*AIM OF THE TASK*: Find every line in the material below that contains the word "shrub", and copy each of those lines in full.

*Dataset entries*:
◆ ◆ ◆ ◆ ◆ ◆ ◆

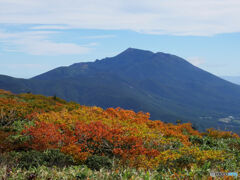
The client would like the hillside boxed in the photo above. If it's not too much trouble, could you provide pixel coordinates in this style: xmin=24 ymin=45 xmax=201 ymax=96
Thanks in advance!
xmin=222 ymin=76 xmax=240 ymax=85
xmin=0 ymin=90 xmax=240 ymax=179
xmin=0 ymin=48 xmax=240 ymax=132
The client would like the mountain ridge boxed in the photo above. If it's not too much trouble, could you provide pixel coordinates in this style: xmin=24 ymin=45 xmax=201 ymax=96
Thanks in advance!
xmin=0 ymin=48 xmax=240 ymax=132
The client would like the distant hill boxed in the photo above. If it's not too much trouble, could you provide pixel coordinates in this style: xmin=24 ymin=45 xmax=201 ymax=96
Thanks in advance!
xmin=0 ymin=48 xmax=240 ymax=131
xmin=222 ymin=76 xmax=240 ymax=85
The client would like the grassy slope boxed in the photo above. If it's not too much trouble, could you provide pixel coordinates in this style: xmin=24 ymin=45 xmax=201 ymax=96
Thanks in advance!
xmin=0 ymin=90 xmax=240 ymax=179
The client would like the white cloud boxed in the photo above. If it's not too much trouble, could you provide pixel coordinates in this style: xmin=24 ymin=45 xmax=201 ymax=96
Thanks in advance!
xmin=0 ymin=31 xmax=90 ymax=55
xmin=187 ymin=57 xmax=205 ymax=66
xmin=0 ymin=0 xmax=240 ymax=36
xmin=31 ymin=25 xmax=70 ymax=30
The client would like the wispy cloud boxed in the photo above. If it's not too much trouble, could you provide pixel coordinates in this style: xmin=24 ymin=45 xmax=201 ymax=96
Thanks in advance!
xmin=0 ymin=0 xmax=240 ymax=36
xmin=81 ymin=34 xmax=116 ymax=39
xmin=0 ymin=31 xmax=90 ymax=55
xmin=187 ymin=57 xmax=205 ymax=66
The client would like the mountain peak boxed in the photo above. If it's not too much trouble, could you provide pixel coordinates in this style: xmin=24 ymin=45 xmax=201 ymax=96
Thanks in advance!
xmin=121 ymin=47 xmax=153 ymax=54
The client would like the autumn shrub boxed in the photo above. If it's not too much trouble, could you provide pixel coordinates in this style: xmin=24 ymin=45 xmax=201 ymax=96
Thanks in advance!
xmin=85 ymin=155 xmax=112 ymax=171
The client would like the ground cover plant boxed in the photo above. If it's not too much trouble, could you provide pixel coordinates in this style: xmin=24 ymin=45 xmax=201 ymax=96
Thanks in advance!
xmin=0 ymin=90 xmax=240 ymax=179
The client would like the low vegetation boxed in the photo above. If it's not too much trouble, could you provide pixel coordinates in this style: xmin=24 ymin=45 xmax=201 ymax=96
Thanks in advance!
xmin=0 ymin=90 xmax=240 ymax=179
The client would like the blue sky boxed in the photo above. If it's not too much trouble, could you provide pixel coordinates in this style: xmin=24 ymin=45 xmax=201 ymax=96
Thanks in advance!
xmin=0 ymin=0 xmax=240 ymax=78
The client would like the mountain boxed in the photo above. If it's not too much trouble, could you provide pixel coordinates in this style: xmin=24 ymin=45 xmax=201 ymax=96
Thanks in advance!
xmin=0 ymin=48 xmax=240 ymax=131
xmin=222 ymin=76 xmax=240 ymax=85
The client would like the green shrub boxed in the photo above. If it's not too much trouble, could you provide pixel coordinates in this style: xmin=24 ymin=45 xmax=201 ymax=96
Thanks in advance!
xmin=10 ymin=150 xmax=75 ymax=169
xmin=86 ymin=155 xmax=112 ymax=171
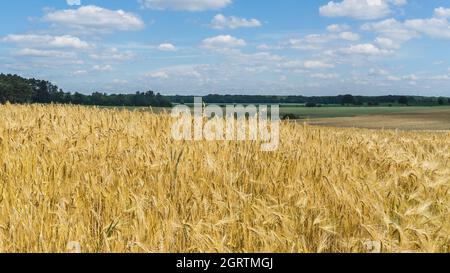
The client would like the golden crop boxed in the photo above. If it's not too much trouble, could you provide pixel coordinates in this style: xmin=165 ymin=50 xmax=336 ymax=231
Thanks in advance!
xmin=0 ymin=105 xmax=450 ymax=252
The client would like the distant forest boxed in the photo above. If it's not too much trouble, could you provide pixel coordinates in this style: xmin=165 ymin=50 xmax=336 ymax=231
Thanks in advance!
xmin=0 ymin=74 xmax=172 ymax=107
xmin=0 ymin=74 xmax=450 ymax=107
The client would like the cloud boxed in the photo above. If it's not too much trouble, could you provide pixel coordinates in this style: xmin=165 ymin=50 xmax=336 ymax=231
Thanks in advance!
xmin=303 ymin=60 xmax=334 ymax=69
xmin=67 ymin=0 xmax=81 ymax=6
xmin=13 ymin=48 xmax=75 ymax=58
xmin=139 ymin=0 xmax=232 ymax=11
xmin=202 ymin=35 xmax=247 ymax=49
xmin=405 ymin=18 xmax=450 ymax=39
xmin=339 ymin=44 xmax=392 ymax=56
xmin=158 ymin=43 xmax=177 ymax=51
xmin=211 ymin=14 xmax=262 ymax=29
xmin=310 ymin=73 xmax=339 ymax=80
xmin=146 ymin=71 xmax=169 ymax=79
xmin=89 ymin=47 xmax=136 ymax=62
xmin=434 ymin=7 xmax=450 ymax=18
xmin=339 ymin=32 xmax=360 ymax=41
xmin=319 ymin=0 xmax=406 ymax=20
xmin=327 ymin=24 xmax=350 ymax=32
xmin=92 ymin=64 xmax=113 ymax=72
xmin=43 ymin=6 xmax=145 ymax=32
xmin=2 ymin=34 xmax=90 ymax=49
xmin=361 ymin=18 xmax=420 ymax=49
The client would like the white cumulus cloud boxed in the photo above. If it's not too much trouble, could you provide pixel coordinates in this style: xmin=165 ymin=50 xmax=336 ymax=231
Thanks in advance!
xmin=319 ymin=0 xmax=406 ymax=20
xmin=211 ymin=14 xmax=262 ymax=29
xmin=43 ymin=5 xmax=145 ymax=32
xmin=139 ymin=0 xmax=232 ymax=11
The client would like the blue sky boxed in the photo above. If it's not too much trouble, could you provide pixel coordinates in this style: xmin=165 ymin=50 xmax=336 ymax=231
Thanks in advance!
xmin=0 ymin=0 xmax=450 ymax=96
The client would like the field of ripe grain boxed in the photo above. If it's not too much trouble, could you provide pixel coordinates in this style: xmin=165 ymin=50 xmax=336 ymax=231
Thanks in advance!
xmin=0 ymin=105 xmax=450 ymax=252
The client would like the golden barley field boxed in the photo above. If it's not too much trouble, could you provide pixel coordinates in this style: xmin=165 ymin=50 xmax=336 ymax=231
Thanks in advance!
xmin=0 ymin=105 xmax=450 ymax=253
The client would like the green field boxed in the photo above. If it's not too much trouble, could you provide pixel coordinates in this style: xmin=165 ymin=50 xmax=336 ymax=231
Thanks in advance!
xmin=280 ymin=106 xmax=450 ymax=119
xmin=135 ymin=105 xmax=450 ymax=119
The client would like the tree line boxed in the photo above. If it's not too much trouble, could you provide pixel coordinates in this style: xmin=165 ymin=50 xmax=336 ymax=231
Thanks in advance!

◆ ◆ ◆ ◆ ◆ ◆ ◆

*EXERCISE SOLUTION*:
The client would like the autumn shrub boxed in the photo above. If it's not too much trouble, could you provide pixel coordinates in this style: xmin=24 ymin=45 xmax=201 ymax=96
The client would like the green shrub boxed in the photo above. If it's not too much trouble, could you provide pixel coordinates in this style: xmin=24 ymin=45 xmax=201 ymax=96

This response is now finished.